Records from a pointing dataset
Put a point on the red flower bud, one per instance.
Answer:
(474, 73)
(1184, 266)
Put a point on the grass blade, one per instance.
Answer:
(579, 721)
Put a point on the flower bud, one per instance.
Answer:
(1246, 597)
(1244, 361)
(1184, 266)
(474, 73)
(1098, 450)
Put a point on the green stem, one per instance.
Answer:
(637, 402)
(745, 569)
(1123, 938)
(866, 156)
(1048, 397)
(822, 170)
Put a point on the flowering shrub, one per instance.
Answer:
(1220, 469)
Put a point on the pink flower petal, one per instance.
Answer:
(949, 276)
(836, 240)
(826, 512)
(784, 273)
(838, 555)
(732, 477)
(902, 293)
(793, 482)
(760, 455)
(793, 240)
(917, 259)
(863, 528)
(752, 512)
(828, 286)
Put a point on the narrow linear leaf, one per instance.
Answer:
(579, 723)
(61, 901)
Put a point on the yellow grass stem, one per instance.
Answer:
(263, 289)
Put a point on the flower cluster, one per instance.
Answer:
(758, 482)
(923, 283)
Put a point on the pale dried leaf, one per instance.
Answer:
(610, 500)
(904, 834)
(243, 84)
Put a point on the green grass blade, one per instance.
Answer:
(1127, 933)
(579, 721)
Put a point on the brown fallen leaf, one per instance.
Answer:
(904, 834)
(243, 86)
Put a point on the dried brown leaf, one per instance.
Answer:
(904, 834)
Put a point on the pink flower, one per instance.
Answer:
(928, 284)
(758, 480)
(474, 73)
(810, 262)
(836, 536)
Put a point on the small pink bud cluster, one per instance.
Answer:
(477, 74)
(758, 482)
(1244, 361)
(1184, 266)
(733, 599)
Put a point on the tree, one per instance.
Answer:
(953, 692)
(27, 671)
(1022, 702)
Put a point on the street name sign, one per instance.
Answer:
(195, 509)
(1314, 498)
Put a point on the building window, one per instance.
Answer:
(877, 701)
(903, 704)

• **Stated goal**: Turn every line of the records above into a JSON list of strings, one string per line, omitting any blank lines.

• **Correct output**:
[
  "Put a point on the red flower bud, one per instance.",
  "Answer:",
  "(474, 73)",
  "(1184, 266)",
  "Put a point on the grass blade, one per instance.",
  "Answer:",
  "(579, 721)",
  "Put a point on the flower bud, one per instance.",
  "Answer:",
  "(1246, 597)",
  "(1244, 361)",
  "(1184, 266)",
  "(474, 73)",
  "(1098, 450)",
  "Put a point on the green stem, one per instance.",
  "Answer:",
  "(637, 402)",
  "(745, 569)",
  "(1123, 938)",
  "(866, 156)",
  "(1048, 397)",
  "(822, 170)",
  "Put a point on the flowering shrub, one per instance.",
  "Answer:",
  "(1220, 469)",
  "Put a point on the pink flower petal, one per instance.",
  "Answer:",
  "(949, 276)",
  "(836, 240)",
  "(826, 512)",
  "(784, 273)",
  "(838, 555)",
  "(732, 477)",
  "(902, 293)",
  "(793, 482)",
  "(760, 455)",
  "(793, 240)",
  "(917, 259)",
  "(863, 528)",
  "(752, 512)",
  "(828, 286)",
  "Put a point on the narrow linear leaf, one per instance.",
  "Answer:",
  "(579, 723)",
  "(61, 901)",
  "Put a point on the yellow grass stem, one per instance.",
  "Answer:",
  "(263, 289)",
  "Put a point on the flower cluster, one per instance.",
  "Answer:",
  "(758, 482)",
  "(923, 283)",
  "Put a point on the pale dried leaf, one per instance.",
  "Answer:",
  "(610, 500)",
  "(904, 834)",
  "(243, 84)",
  "Put a point on the green grass blade, one per instance.",
  "Answer:",
  "(1127, 933)",
  "(579, 721)",
  "Put a point on the brown fallen leaf, one per instance.",
  "Answer:",
  "(904, 834)",
  "(243, 86)",
  "Put a point on the dried brown leaf, one per instance.",
  "Answer:",
  "(904, 834)",
  "Put a point on the pink flower, one per instance.",
  "Answer:",
  "(928, 284)",
  "(758, 480)",
  "(474, 73)",
  "(810, 262)",
  "(836, 536)",
  "Put a point on the small pink bud cluster, one per instance.",
  "Answer:",
  "(477, 74)",
  "(758, 482)",
  "(1244, 361)",
  "(1184, 266)",
  "(733, 599)",
  "Put a point on the tree, one per instance.",
  "Answer:",
  "(953, 692)",
  "(27, 671)",
  "(1022, 702)",
  "Put a point on the street name sign, one per instance.",
  "Answer:",
  "(195, 509)",
  "(1314, 498)",
  "Put a point on the building window, one per instance.",
  "Answer:",
  "(877, 701)",
  "(903, 704)"
]